━━━━━ Provided entries ━━━━━

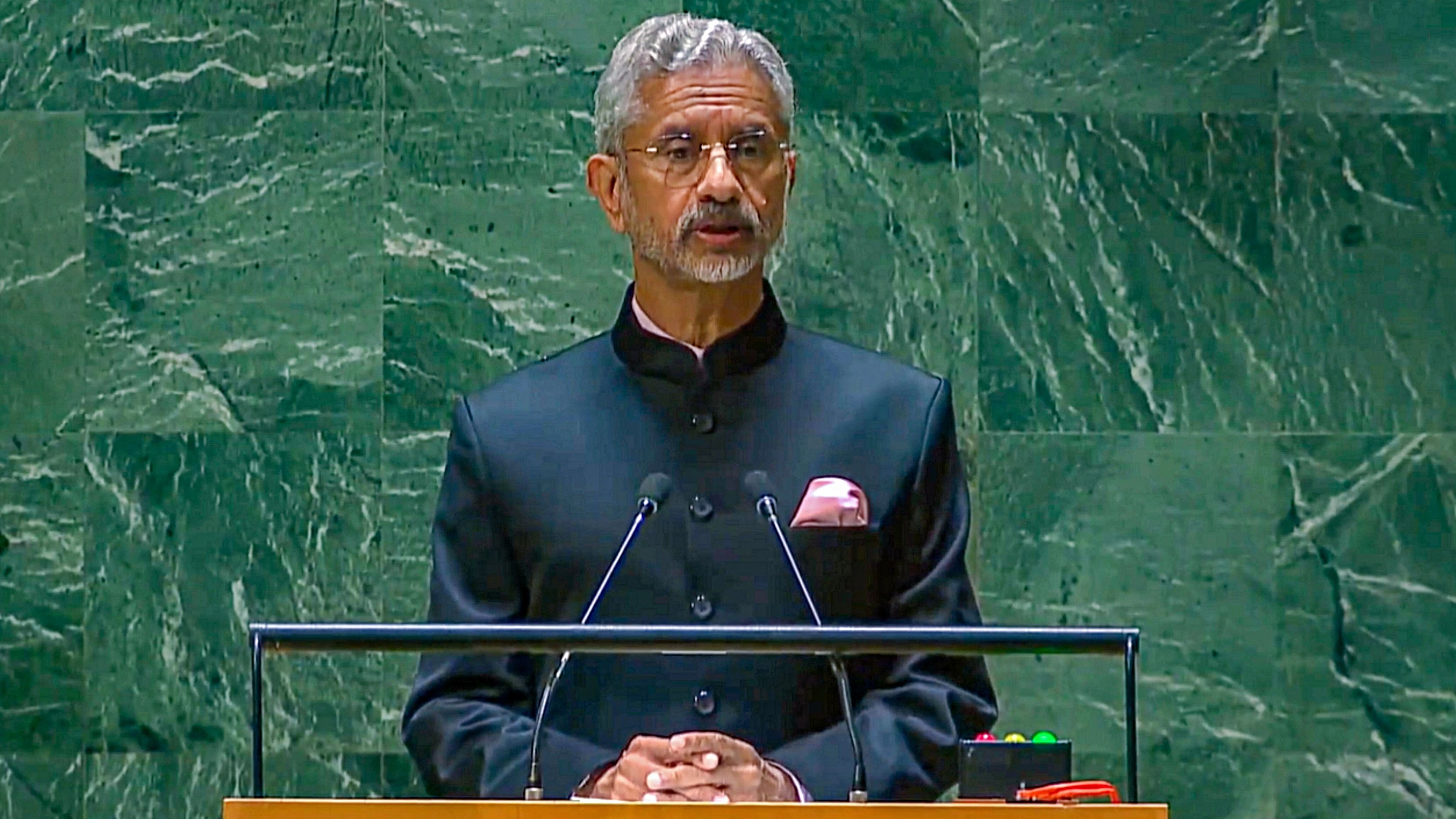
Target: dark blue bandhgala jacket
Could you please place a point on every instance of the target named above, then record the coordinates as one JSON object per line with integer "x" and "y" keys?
{"x": 541, "y": 483}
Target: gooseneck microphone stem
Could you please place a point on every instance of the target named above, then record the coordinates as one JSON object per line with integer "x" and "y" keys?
{"x": 768, "y": 508}
{"x": 654, "y": 490}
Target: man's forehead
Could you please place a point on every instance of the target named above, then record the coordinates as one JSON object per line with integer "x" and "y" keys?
{"x": 708, "y": 92}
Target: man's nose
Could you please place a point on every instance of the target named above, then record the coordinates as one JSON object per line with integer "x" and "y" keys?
{"x": 720, "y": 183}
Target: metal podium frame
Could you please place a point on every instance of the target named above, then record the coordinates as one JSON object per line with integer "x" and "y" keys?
{"x": 549, "y": 639}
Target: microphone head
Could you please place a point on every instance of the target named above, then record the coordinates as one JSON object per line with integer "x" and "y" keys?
{"x": 656, "y": 489}
{"x": 758, "y": 484}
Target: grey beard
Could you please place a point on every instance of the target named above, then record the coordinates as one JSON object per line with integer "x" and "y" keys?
{"x": 675, "y": 259}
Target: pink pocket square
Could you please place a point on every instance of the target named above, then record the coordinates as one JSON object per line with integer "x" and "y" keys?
{"x": 832, "y": 502}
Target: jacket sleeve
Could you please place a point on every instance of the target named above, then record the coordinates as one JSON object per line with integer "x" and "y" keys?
{"x": 468, "y": 722}
{"x": 915, "y": 709}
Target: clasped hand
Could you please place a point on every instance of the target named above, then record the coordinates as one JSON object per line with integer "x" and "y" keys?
{"x": 694, "y": 767}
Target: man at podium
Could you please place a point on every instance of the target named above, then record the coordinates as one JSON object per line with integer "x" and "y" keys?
{"x": 704, "y": 381}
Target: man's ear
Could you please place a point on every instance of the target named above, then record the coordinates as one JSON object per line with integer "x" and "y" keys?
{"x": 605, "y": 183}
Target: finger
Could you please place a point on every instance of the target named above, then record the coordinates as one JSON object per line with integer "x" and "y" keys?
{"x": 603, "y": 787}
{"x": 627, "y": 790}
{"x": 704, "y": 793}
{"x": 679, "y": 777}
{"x": 682, "y": 748}
{"x": 635, "y": 769}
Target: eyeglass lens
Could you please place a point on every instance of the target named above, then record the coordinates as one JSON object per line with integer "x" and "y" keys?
{"x": 683, "y": 157}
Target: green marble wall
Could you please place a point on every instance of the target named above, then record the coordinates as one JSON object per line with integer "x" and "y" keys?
{"x": 1191, "y": 267}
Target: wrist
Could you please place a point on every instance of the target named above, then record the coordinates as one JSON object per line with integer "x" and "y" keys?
{"x": 785, "y": 789}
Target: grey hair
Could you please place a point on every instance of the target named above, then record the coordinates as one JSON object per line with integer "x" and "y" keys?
{"x": 669, "y": 44}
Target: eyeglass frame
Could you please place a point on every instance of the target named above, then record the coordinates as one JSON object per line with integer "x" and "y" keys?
{"x": 707, "y": 149}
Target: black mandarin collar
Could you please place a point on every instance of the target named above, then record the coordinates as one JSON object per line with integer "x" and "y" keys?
{"x": 740, "y": 352}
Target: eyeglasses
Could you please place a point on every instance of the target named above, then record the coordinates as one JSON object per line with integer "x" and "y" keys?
{"x": 682, "y": 159}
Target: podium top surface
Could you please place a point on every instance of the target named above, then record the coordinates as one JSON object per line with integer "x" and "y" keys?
{"x": 520, "y": 809}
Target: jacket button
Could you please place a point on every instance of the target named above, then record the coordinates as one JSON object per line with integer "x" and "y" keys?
{"x": 704, "y": 703}
{"x": 702, "y": 608}
{"x": 704, "y": 422}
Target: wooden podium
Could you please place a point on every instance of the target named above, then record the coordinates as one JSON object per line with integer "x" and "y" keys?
{"x": 520, "y": 809}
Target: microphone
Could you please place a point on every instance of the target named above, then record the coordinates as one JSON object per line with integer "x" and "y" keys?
{"x": 761, "y": 489}
{"x": 651, "y": 495}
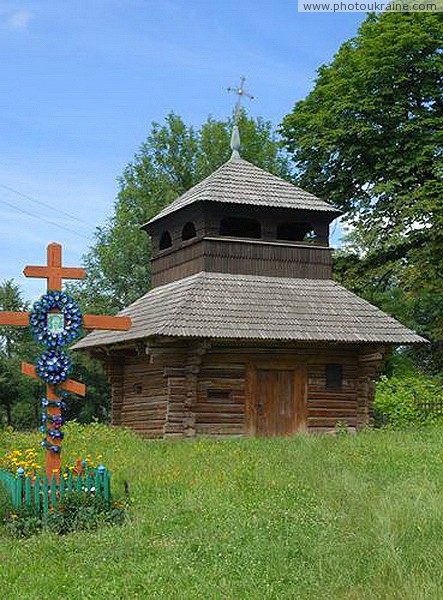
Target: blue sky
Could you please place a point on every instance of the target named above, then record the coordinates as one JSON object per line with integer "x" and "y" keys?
{"x": 82, "y": 81}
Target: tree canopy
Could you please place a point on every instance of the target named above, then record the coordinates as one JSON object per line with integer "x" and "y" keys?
{"x": 369, "y": 138}
{"x": 173, "y": 158}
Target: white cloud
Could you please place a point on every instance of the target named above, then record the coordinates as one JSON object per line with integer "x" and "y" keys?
{"x": 19, "y": 19}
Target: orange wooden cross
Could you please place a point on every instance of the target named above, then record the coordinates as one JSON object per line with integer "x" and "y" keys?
{"x": 54, "y": 273}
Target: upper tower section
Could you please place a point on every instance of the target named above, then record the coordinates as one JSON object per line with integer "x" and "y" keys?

━━━━━

• What you will do:
Wherever an image appears in the data, omit it and repeat everything else exactly.

• Task output:
Target: dark blue bandhgala jacket
Could you please place a point on every instance of the target named above, then record the coordinates as one JSON object per line with integer "x" and "y" keys?
{"x": 541, "y": 483}
Target: gooseneck microphone stem
Could you please place a point on every instance of the target named above, then record the coordinates as one JSON object per line with integer "x" and "y" keys?
{"x": 768, "y": 508}
{"x": 654, "y": 490}
Target: man's forehead
Could you please place a point on every instance of the target named above, then record the coordinates as one JSON object per line with integer "x" and "y" keys?
{"x": 708, "y": 92}
Target: man's nose
Could you please place a point on every instance of the target named above, then record the coordinates as one JSON object per line with integer "x" and "y" keys?
{"x": 720, "y": 183}
Target: metal podium frame
Could you please place a point on every instance of the target named above, then record the coordinates as one JSON object per line with integer "x" and "y" keys?
{"x": 549, "y": 639}
Target: microphone head
Could you please place a point on every instance of the target named above, then record the coordinates as one JSON object per line with integer "x" and "y" keys?
{"x": 656, "y": 489}
{"x": 758, "y": 484}
Target: grey beard
Could you please place a point on every instance of the target named above, then record the coordinates as one JSON object per line with integer "x" and "y" keys?
{"x": 675, "y": 259}
Target: pink pocket square
Could you please place a point on every instance of the target named above, then record the coordinates as one JSON object per line with integer "x" and "y" keys?
{"x": 832, "y": 502}
Target: jacket sleeve
Could you please place a point on every instance of the target named above, then record the coordinates as one JSON object per line with integer "x" and "y" keys?
{"x": 468, "y": 722}
{"x": 915, "y": 709}
Target: clasped hand
Could you please place a point on every instance of the target named above, then record the coordinates as one JSON object per line with integer "x" and "y" keys?
{"x": 694, "y": 767}
Target: man at podium
Could you please place a point on every instance of the target named above, then record the coordinates as one JSON object per line with integer "x" and "y" keys?
{"x": 704, "y": 381}
Target: man's ear
Could you please place a point on every instance of the target named above, then record the coordinates as one JSON object per line with integer "x" and "y" keys?
{"x": 605, "y": 183}
Target: finger
Could you please place a point on every instance of the target named above, then record the coordinates as one JSON object per line with integer "x" and "y" keys?
{"x": 603, "y": 787}
{"x": 627, "y": 790}
{"x": 704, "y": 793}
{"x": 679, "y": 777}
{"x": 682, "y": 748}
{"x": 635, "y": 769}
Target: eyeglass lens
Could you please place a point on every instance of the target named above, then record the coordinates as one JSON object per line with integer "x" and "y" keys?
{"x": 683, "y": 157}
Target: green marble wall
Could you please place a point on every instance of the target named above, then record the coordinates as one JSON object per line with integer "x" and "y" keys?
{"x": 1191, "y": 267}
Target: wrist
Could you please place a point on every instance of the target named above, then record the coordinates as one JSON object per line with integer "x" and "y" keys?
{"x": 785, "y": 789}
Target: grey hair
Could you please place a point on every instance of the target named above, then record the coordinates as one JSON object per line with integer "x" and "y" keys?
{"x": 669, "y": 44}
Target: eyeglass frame
Could you please place a point on every instance of the target named above, then record the coordinates as one JSON object per line with integer "x" and "y" keys?
{"x": 707, "y": 149}
Target: black mandarin collar
Could you please place a point on every instance of the target named above, then record the coordinates as one JSON object per line with integer "x" and "y" keys?
{"x": 740, "y": 352}
Target: eyeglasses
Could you please place a point on every instance of the target named above, then record the coordinates as one JSON object per line with integer "x" and "y" keys?
{"x": 682, "y": 159}
Target: podium top surface
Could you please place a point on every instance of the target named above, then record the coordinates as one JSON object per line with integer "x" and "y" keys?
{"x": 520, "y": 809}
Target: jacket button
Could you please place a point on every instance of the target named above, then record the coordinates as one JSON object per line with integer "x" and "y" keys?
{"x": 704, "y": 703}
{"x": 702, "y": 608}
{"x": 704, "y": 422}
Target: wooden podium
Could you please place a point on every instance of the target named above, then record the coordinates as one JSON object per line with integer "x" and "y" keys?
{"x": 520, "y": 809}
Target: microphone
Could you please place a point on every instance of the target named above, then record the coordinates as one JSON object per line with integer "x" and "y" keys?
{"x": 761, "y": 489}
{"x": 651, "y": 495}
Target: blue sky
Could you please place a point on every instance of the target named above, then record the coordinates as one JSON object per line with integer "x" and "y" keys?
{"x": 82, "y": 81}
Target: tree canopy
Could you please place a point on every instance of the target named above, then record the coordinates as one JSON object per line with integer "x" and "y" keys?
{"x": 369, "y": 138}
{"x": 173, "y": 158}
Target: white cloud
Could you please place a point on every instance of the target named above, then record the coordinates as one JSON object per line with integer "x" and "y" keys?
{"x": 19, "y": 19}
Target: orange wooden cross
Could you please place a point on every instance of the target named above, then record the coordinates as one JSON object per line with integer "x" and "y" keys?
{"x": 54, "y": 273}
Target: upper tower section
Could you please place a point on every instance of the target named above, then record the coordinates as one JSON object per line with integer "x" and "y" keys?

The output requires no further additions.